● SELECTED TEXT
These reclassifications had no impact on reported earnings.
10
Item 2. Management's Discussion and Analysis of Results of Operations and
Financial Condition
Management's Discussion and Analysis should be read in conjunction
with the Company's financial statements and the related notes thereto.
The following can be interpreted as including forward-looking statements
under the Private Securities Litigation Reform Act of 1995. The words
"outlook", "intend", "plans", "efforts", "anticipates", "believes", "expects"
or words of similar import typically identify such statements. Various
important factors that could cause actual results to differ materially from
those expressed in the forward-looking statements are identified at the end
of this Item 2 in the subsection entitled "Forward Looking Statements". The
actual results may vary significantly based on a number of factors including,
but not limited to, the outcome of the various audits, the financial
stability of the airline industry, availability of labor, marketing success,
competitive conditions and the change in economic conditions of the various
markets the Company serves. Actual future results may differ materially from
any suggested in the following statements.

Bounding box annotation entries
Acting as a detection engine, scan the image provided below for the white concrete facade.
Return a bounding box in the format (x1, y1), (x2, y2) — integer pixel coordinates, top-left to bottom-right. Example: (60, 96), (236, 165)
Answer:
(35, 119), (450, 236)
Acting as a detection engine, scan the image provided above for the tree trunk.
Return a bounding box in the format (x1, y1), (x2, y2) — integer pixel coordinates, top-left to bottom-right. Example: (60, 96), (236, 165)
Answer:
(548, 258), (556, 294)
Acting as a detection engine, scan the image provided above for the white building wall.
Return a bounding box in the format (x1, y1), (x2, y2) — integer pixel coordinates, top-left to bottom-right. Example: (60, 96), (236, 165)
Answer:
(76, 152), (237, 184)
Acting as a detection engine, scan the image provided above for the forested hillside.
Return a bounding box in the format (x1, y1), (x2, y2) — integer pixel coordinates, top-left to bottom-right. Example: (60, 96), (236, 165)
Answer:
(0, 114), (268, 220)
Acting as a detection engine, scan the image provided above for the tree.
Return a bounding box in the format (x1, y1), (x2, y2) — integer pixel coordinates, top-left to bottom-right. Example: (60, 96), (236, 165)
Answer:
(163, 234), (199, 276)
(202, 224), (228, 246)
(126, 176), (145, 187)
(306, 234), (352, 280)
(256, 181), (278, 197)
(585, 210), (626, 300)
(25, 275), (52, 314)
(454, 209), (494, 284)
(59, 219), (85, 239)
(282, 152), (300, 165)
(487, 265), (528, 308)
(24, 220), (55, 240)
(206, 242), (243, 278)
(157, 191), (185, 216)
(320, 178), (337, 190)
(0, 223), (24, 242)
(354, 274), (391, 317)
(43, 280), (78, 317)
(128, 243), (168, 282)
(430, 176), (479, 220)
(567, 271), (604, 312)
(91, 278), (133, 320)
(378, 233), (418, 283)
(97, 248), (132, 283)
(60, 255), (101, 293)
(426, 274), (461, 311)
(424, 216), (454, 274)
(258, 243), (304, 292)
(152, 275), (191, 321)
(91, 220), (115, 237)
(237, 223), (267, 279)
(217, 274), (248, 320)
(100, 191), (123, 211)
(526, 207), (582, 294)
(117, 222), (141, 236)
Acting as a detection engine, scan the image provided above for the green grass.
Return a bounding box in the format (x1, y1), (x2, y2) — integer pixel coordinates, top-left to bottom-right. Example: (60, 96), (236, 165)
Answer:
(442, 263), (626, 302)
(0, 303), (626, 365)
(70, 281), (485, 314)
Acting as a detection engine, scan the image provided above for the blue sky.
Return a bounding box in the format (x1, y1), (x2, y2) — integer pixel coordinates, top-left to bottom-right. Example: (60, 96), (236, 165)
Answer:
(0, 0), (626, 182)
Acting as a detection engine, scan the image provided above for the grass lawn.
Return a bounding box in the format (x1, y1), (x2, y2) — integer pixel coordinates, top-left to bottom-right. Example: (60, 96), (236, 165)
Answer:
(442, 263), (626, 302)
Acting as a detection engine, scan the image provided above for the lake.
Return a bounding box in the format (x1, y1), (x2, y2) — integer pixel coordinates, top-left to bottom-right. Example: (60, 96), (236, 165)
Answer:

● TASKS
a) In the financial report excerpt, what law is cited for treating the statements as forward-looking?
b) Write the next part of the financial report excerpt, picking up after its final sentence.

● ANSWERS TO THE PROBLEMS
a) The Private Securities Litigation Reform Act of 1995.

b)
Critical Accounting Policies and Estimates
The preparation of consolidated financial statements in conformity
with accounting principles generally accepted in the United States requires
us to make estimates and judgments that affect the reported amounts of
assets, liabilities, revenues, expenses and related disclosure of contingent
assets and liabilities. We believe the following critical accounting policies
affect our more significant judgments and estimates used in the preparation
of our consolidated financial statements. Actual results may differ from
these estimates under different assumptions and conditions.
Revenue Recognition
The Company records revenue as services are provided to its customers
and to its administrative service clients. Revenue consists primarily of
security guard services which are typically billed at hourly rates. These
rates may vary depending on base, overtime and holiday time worked. Costs
associated with the Company's guard service revenue consist of direct and
indirect payroll and related expenses, subcontractor costs, vehicle and other
costs directly related to the guard service revenue generated.
Reserve for Doubtful Accounts
The Company periodically evaluates the requirement for providing for
credit losses on its accounts receivables. Criteria used by management to
evaluate the adequacy of the allowance for doubtful accounts include, among
others, the creditworthiness of the customer, prior payment performance, the
age of the receivables and the Company's overall historical loss experience.
Individual accounts are charged off as management deems them as
uncollectible.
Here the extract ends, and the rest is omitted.